— begin EXTRACT TO READ —

Should-Read: To my knowledge, the Tax Foundation has never provided an answer to Paul Krugman's critique that their "long run" takes not 10 years to arrive but 30: Paul Krugman: The Transfer Problem and Tax Incidence: "These days, what passes for policymaking in America manages to be simultaneously farcical and sinister, and the evil-clown aspects extend into the oddest places...

...The actual economics of corporate tax incidence... [has] an intersection with international economics that... isn’t being [much] appreciated in the current discussion.... [In the] equaliz[ation of] after-tax rates of return in the long run... the long run is pretty darn long... return equalization should take decades....

Harberger... a closed economy with a fixed stock of capital... a tax on profits would fall on capital, basically because the supply of capital is inelastic. The modern counterargument is that we now live in a world of internationally mobile capital.... For a small economy facing perfect capital markets, the elasticity of capital supply is infinite... so any changes in corporate tax rates must fall on other factors, i.e. labor. Most analysis of tax incidence nonetheless allocates only a small fraction of the corporate tax to labor, for three reasons. First, a lot of corporate profits are... rents on monopoly power, brand value, technological advantages.... Third... rates of return probably aren’t equalized even in the long run.... I’m fine with all that....

— end EXTRACT TO READ —
— begin DATA TO USE —

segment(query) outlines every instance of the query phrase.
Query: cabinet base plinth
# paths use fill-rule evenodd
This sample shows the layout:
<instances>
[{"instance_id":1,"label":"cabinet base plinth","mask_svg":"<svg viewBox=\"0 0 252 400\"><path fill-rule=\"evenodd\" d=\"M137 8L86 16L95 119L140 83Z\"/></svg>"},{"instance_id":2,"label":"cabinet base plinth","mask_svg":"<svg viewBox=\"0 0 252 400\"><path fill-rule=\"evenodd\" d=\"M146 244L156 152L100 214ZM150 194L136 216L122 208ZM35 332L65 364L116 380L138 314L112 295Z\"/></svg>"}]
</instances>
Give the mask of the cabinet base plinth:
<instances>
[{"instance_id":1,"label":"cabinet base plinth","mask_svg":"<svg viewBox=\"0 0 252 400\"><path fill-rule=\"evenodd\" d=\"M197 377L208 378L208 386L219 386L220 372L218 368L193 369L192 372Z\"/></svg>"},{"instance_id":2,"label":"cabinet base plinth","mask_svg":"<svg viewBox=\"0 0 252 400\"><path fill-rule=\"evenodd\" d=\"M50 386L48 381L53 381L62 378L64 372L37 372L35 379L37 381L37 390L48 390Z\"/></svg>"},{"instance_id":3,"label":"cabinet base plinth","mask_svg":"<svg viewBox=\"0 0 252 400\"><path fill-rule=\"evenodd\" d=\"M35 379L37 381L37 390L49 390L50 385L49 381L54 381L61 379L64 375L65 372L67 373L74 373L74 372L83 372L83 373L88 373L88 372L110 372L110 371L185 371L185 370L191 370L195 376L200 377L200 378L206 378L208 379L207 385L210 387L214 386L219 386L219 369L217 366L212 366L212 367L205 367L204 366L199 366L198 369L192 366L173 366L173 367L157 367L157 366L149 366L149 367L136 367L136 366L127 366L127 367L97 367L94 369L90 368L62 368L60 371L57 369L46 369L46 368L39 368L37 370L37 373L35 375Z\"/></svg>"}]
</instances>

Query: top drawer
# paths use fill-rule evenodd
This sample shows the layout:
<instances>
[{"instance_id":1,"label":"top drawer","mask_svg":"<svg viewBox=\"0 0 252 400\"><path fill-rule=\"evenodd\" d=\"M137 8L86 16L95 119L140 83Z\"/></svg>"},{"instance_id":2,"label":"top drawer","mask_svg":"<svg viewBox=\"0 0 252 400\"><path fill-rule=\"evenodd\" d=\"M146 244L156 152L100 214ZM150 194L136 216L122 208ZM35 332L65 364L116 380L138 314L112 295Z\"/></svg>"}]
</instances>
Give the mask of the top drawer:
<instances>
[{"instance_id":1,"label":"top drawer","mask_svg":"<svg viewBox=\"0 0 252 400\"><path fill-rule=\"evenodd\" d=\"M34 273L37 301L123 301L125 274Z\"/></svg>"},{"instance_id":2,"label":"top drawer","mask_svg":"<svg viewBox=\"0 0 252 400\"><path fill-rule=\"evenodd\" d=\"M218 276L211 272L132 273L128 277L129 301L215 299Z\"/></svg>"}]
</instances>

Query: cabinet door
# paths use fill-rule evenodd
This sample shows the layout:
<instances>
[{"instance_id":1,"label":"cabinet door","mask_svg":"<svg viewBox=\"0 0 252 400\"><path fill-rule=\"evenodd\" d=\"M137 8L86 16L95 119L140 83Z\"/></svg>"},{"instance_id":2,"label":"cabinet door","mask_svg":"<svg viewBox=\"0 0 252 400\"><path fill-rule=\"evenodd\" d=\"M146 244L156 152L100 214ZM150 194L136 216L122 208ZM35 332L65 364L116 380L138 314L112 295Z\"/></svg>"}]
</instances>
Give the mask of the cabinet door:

— end DATA TO USE —

EXERCISE TASKS:
a - Reproduce the entire excerpt on corporate tax incidence word for word.
b - How many lines of the records contain the string "door"? Reply with the number only.

RESPONSES FOR EACH TASK:
a -
Should-Read: To my knowledge, the Tax Foundation has never provided an answer to Paul Krugman's critique that their "long run" takes not 10 years to arrive but 30: Paul Krugman: The Transfer Problem and Tax Incidence: "These days, what passes for policymaking in America manages to be simultaneously farcical and sinister, and the evil-clown aspects extend into the oddest places...

...The actual economics of corporate tax incidence... [has] an intersection with international economics that... isn’t being [much] appreciated in the current discussion.... [In the] equaliz[ation of] after-tax rates of return in the long run... the long run is pretty darn long... return equalization should take decades....

Harberger... a closed economy with a fixed stock of capital... a tax on profits would fall on capital, basically because the supply of capital is inelastic. The modern counterargument is that we now live in a world of internationally mobile capital.... For a small economy facing perfect capital markets, the elasticity of capital supply is infinite... so any changes in corporate tax rates must fall on other factors, i.e. labor. Most analysis of tax incidence nonetheless allocates only a small fraction of the corporate tax to labor, for three reasons. First, a lot of corporate profits are... rents on monopoly power, brand value, technological advantages.... Third... rates of return probably aren’t equalized even in the long run.... I’m fine with all that....

b - 3